• BRIEF:
In the copy, keep every record exact and leave out all images.

• DATA SUPPLIED:
*** Begin section ***
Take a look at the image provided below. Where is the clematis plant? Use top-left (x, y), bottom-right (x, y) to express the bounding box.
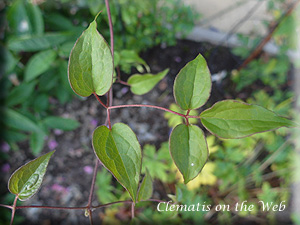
top-left (2, 6), bottom-right (295, 225)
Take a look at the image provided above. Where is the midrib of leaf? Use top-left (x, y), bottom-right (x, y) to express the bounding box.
top-left (187, 126), bottom-right (192, 180)
top-left (110, 132), bottom-right (135, 200)
top-left (188, 65), bottom-right (197, 109)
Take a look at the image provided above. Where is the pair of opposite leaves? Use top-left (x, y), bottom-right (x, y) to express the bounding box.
top-left (8, 14), bottom-right (293, 203)
top-left (67, 15), bottom-right (294, 203)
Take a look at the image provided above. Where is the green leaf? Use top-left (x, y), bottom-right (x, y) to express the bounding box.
top-left (7, 0), bottom-right (31, 36)
top-left (2, 129), bottom-right (27, 143)
top-left (174, 54), bottom-right (211, 110)
top-left (68, 16), bottom-right (113, 97)
top-left (2, 108), bottom-right (41, 132)
top-left (24, 49), bottom-right (57, 82)
top-left (39, 68), bottom-right (59, 91)
top-left (1, 47), bottom-right (19, 75)
top-left (200, 100), bottom-right (295, 139)
top-left (8, 32), bottom-right (73, 52)
top-left (137, 169), bottom-right (153, 202)
top-left (43, 116), bottom-right (79, 131)
top-left (92, 123), bottom-right (142, 202)
top-left (58, 41), bottom-right (75, 57)
top-left (8, 151), bottom-right (55, 201)
top-left (128, 69), bottom-right (169, 95)
top-left (45, 13), bottom-right (77, 31)
top-left (6, 81), bottom-right (36, 107)
top-left (169, 124), bottom-right (208, 184)
top-left (33, 94), bottom-right (49, 112)
top-left (30, 132), bottom-right (46, 156)
top-left (6, 0), bottom-right (44, 36)
top-left (25, 1), bottom-right (44, 35)
top-left (118, 50), bottom-right (150, 73)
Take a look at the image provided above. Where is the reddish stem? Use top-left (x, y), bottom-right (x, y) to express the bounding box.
top-left (93, 200), bottom-right (132, 209)
top-left (16, 205), bottom-right (87, 210)
top-left (108, 104), bottom-right (199, 119)
top-left (185, 109), bottom-right (191, 125)
top-left (116, 66), bottom-right (130, 86)
top-left (0, 204), bottom-right (13, 209)
top-left (10, 195), bottom-right (18, 225)
top-left (131, 202), bottom-right (135, 219)
top-left (87, 159), bottom-right (100, 207)
top-left (141, 199), bottom-right (167, 203)
top-left (104, 0), bottom-right (114, 127)
top-left (93, 92), bottom-right (107, 108)
top-left (14, 201), bottom-right (131, 210)
top-left (105, 0), bottom-right (114, 57)
top-left (107, 108), bottom-right (112, 129)
top-left (237, 0), bottom-right (300, 71)
top-left (118, 80), bottom-right (130, 86)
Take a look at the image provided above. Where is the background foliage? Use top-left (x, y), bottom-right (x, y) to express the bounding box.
top-left (0, 0), bottom-right (298, 224)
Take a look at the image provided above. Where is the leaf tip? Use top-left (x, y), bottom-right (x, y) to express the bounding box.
top-left (94, 10), bottom-right (103, 21)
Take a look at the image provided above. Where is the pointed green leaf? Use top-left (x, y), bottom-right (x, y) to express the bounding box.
top-left (169, 124), bottom-right (208, 184)
top-left (25, 2), bottom-right (44, 35)
top-left (6, 81), bottom-right (37, 107)
top-left (3, 108), bottom-right (41, 132)
top-left (42, 116), bottom-right (79, 131)
top-left (174, 54), bottom-right (211, 110)
top-left (7, 32), bottom-right (74, 52)
top-left (93, 123), bottom-right (142, 202)
top-left (2, 129), bottom-right (27, 143)
top-left (30, 132), bottom-right (46, 156)
top-left (7, 0), bottom-right (31, 36)
top-left (7, 0), bottom-right (44, 36)
top-left (200, 100), bottom-right (295, 139)
top-left (68, 16), bottom-right (113, 97)
top-left (25, 49), bottom-right (57, 82)
top-left (8, 151), bottom-right (55, 201)
top-left (128, 69), bottom-right (169, 95)
top-left (137, 169), bottom-right (153, 202)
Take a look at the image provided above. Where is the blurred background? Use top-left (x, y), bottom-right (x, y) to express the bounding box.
top-left (0, 0), bottom-right (299, 224)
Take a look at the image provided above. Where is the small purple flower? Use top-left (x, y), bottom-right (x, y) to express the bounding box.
top-left (121, 87), bottom-right (129, 94)
top-left (51, 184), bottom-right (68, 193)
top-left (83, 165), bottom-right (93, 174)
top-left (48, 139), bottom-right (58, 150)
top-left (0, 142), bottom-right (10, 153)
top-left (1, 163), bottom-right (10, 173)
top-left (90, 119), bottom-right (98, 127)
top-left (174, 56), bottom-right (182, 63)
top-left (54, 129), bottom-right (63, 136)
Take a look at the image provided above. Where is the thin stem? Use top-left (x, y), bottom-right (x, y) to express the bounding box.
top-left (14, 201), bottom-right (132, 211)
top-left (141, 199), bottom-right (166, 203)
top-left (93, 200), bottom-right (132, 209)
top-left (87, 159), bottom-right (100, 207)
top-left (105, 0), bottom-right (114, 57)
top-left (93, 92), bottom-right (107, 108)
top-left (131, 202), bottom-right (135, 219)
top-left (238, 0), bottom-right (300, 71)
top-left (185, 109), bottom-right (191, 125)
top-left (89, 210), bottom-right (94, 225)
top-left (107, 108), bottom-right (112, 129)
top-left (0, 204), bottom-right (13, 209)
top-left (16, 205), bottom-right (87, 210)
top-left (104, 0), bottom-right (114, 127)
top-left (117, 66), bottom-right (121, 81)
top-left (116, 66), bottom-right (130, 86)
top-left (109, 104), bottom-right (189, 118)
top-left (118, 80), bottom-right (130, 86)
top-left (10, 195), bottom-right (18, 225)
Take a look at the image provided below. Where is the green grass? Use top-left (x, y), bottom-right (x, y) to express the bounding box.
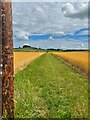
top-left (15, 53), bottom-right (88, 118)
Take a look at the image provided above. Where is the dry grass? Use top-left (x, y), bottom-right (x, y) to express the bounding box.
top-left (14, 52), bottom-right (45, 73)
top-left (52, 52), bottom-right (88, 74)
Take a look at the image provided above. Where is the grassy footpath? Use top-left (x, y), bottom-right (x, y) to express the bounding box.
top-left (15, 53), bottom-right (88, 118)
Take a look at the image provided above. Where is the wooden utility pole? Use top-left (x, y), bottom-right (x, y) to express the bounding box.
top-left (0, 1), bottom-right (2, 119)
top-left (0, 0), bottom-right (14, 118)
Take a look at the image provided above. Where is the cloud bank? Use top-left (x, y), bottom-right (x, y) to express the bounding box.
top-left (62, 3), bottom-right (89, 19)
top-left (12, 2), bottom-right (88, 49)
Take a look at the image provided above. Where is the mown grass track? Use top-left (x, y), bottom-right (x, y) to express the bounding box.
top-left (15, 53), bottom-right (88, 118)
*** End section ***
• SOLVED PROBLEM:
Take a look at the image provided below. Where is the clematis plant? Use top-left (x, y), bottom-right (x, y) to express the bounding box.
top-left (2, 6), bottom-right (295, 225)
Take a look at the image provided above. Where is the midrib of leaf? Use top-left (x, y), bottom-right (x, y) to express the bounding box.
top-left (187, 126), bottom-right (192, 180)
top-left (110, 132), bottom-right (135, 200)
top-left (188, 65), bottom-right (197, 109)
Take a look at the image provided above. Where is the pair of opposite leaves? Use top-left (x, y), bottom-right (x, y) to express the bounding box.
top-left (8, 14), bottom-right (293, 203)
top-left (67, 15), bottom-right (294, 203)
Take a look at the image provided above. Where is the green leaf? Use top-left (x, y), bottom-right (x, y) to express the bounding box.
top-left (7, 0), bottom-right (31, 36)
top-left (2, 129), bottom-right (27, 143)
top-left (174, 54), bottom-right (211, 110)
top-left (68, 16), bottom-right (113, 97)
top-left (2, 108), bottom-right (41, 132)
top-left (24, 49), bottom-right (57, 82)
top-left (39, 68), bottom-right (59, 91)
top-left (1, 47), bottom-right (19, 75)
top-left (200, 100), bottom-right (295, 139)
top-left (8, 32), bottom-right (73, 52)
top-left (137, 169), bottom-right (153, 202)
top-left (43, 116), bottom-right (79, 131)
top-left (92, 123), bottom-right (142, 202)
top-left (58, 41), bottom-right (75, 57)
top-left (8, 151), bottom-right (55, 201)
top-left (128, 69), bottom-right (169, 95)
top-left (45, 13), bottom-right (77, 31)
top-left (6, 81), bottom-right (36, 107)
top-left (169, 124), bottom-right (208, 184)
top-left (33, 94), bottom-right (49, 112)
top-left (30, 132), bottom-right (46, 156)
top-left (6, 0), bottom-right (44, 36)
top-left (25, 1), bottom-right (44, 35)
top-left (118, 50), bottom-right (150, 73)
Take a look at the image provided above. Where is the reddish stem? Use top-left (x, y), bottom-right (x, y) to express the bounding box.
top-left (93, 200), bottom-right (132, 209)
top-left (16, 205), bottom-right (87, 210)
top-left (108, 104), bottom-right (199, 119)
top-left (185, 109), bottom-right (191, 125)
top-left (116, 66), bottom-right (130, 86)
top-left (0, 204), bottom-right (13, 209)
top-left (10, 195), bottom-right (18, 225)
top-left (131, 202), bottom-right (135, 219)
top-left (87, 159), bottom-right (100, 207)
top-left (141, 199), bottom-right (167, 203)
top-left (104, 0), bottom-right (114, 127)
top-left (93, 92), bottom-right (107, 108)
top-left (14, 201), bottom-right (131, 210)
top-left (105, 0), bottom-right (114, 57)
top-left (107, 108), bottom-right (112, 129)
top-left (237, 0), bottom-right (300, 71)
top-left (118, 80), bottom-right (130, 86)
Take a look at the image provided above. Where is the background foliage? Use top-left (x, y), bottom-right (x, y) to express the bounding box.
top-left (0, 0), bottom-right (298, 224)
Take a look at the image provided above. Where is the leaf tip? Use top-left (x, y), bottom-right (x, y) to express the bounding box.
top-left (94, 10), bottom-right (103, 21)
Take a look at the image provided above. Where is the pointed green leaf? Use top-left (x, y), bottom-right (x, y) to express the bounding box.
top-left (169, 124), bottom-right (208, 184)
top-left (25, 2), bottom-right (44, 35)
top-left (6, 81), bottom-right (37, 107)
top-left (3, 108), bottom-right (41, 132)
top-left (42, 116), bottom-right (79, 131)
top-left (174, 54), bottom-right (211, 110)
top-left (7, 32), bottom-right (74, 52)
top-left (93, 123), bottom-right (142, 202)
top-left (2, 129), bottom-right (27, 143)
top-left (30, 132), bottom-right (46, 156)
top-left (7, 0), bottom-right (31, 36)
top-left (7, 0), bottom-right (44, 36)
top-left (200, 100), bottom-right (295, 139)
top-left (68, 16), bottom-right (113, 97)
top-left (25, 49), bottom-right (57, 82)
top-left (8, 151), bottom-right (55, 201)
top-left (128, 69), bottom-right (169, 95)
top-left (137, 169), bottom-right (153, 202)
Take a look at the image provided above. Where is the blurred background? Use top-left (x, y), bottom-right (x, y) to express the bounding box.
top-left (0, 0), bottom-right (299, 224)
Take a look at the image provided above. Where is the small purple flower? Use top-left (x, y), bottom-right (x, y) to express the bounding box.
top-left (121, 87), bottom-right (129, 94)
top-left (51, 184), bottom-right (68, 193)
top-left (83, 165), bottom-right (93, 174)
top-left (48, 139), bottom-right (58, 150)
top-left (0, 142), bottom-right (10, 153)
top-left (1, 163), bottom-right (10, 173)
top-left (90, 119), bottom-right (98, 127)
top-left (174, 56), bottom-right (182, 63)
top-left (54, 129), bottom-right (63, 136)
Take a look at the image provided above. Where is the thin stem? Use top-left (x, y), bottom-right (x, y) to express the bounding box.
top-left (14, 201), bottom-right (132, 211)
top-left (141, 199), bottom-right (166, 203)
top-left (93, 200), bottom-right (132, 209)
top-left (87, 159), bottom-right (100, 207)
top-left (105, 0), bottom-right (114, 57)
top-left (93, 92), bottom-right (107, 108)
top-left (131, 202), bottom-right (135, 219)
top-left (238, 0), bottom-right (300, 71)
top-left (185, 109), bottom-right (191, 125)
top-left (89, 210), bottom-right (94, 225)
top-left (107, 108), bottom-right (112, 129)
top-left (0, 204), bottom-right (13, 209)
top-left (16, 205), bottom-right (87, 210)
top-left (104, 0), bottom-right (114, 127)
top-left (117, 66), bottom-right (121, 81)
top-left (116, 66), bottom-right (130, 86)
top-left (109, 104), bottom-right (189, 118)
top-left (118, 80), bottom-right (130, 86)
top-left (10, 195), bottom-right (18, 225)
Take a look at the image provided below. Where is the green grass? Use top-left (x, y), bottom-right (x, y) to express the bounding box.
top-left (15, 53), bottom-right (88, 118)
Take a look at the image provided above. Where is the dry grass? Use top-left (x, y), bottom-right (x, y) to express the bounding box.
top-left (14, 52), bottom-right (45, 73)
top-left (52, 52), bottom-right (88, 74)
Take a look at the image provided above. Where is the grassy footpath? Use top-left (x, y), bottom-right (x, y) to express the bounding box.
top-left (15, 53), bottom-right (88, 118)
Take a look at the image provided above. Where is the wooden utility pole? Use top-left (x, y), bottom-right (x, y) to express the bounding box.
top-left (0, 1), bottom-right (2, 119)
top-left (0, 0), bottom-right (14, 118)
Take a look at the image provided above. Where is the cloud bank? Use top-left (x, y), bottom-right (x, y) to express the bounding box.
top-left (62, 3), bottom-right (89, 19)
top-left (12, 2), bottom-right (88, 49)
Take a look at the image provided above. Where is the mown grass track? Use top-left (x, y), bottom-right (x, y) to express the bounding box.
top-left (15, 53), bottom-right (88, 118)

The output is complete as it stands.